Express these lines as a Markdown table with the columns "Nr" and "Line", numbering each row and omitting blank lines.

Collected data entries
◆ ◆ ◆
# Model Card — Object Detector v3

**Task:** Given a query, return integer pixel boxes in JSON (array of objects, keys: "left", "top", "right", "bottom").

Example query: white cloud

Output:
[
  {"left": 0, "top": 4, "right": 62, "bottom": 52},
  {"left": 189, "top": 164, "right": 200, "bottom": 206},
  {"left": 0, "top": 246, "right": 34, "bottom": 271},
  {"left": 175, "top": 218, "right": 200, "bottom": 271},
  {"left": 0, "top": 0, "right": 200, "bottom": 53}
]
◆ ◆ ◆
▶ [Answer to this exercise]
| Nr | Line |
|---|---|
| 1 | # Model Card — Object Detector v3 |
| 2 | **Task:** Given a query, return integer pixel boxes in JSON (array of objects, keys: "left", "top", "right", "bottom"). |
| 3 | Example query: white cloud |
| 4 | Output: |
| 5 | [ |
| 6 |   {"left": 0, "top": 4, "right": 62, "bottom": 52}, |
| 7 |   {"left": 189, "top": 164, "right": 200, "bottom": 206}, |
| 8 |   {"left": 0, "top": 246, "right": 34, "bottom": 271}, |
| 9 |   {"left": 175, "top": 218, "right": 200, "bottom": 271}, |
| 10 |   {"left": 0, "top": 0, "right": 200, "bottom": 53} |
| 11 | ] |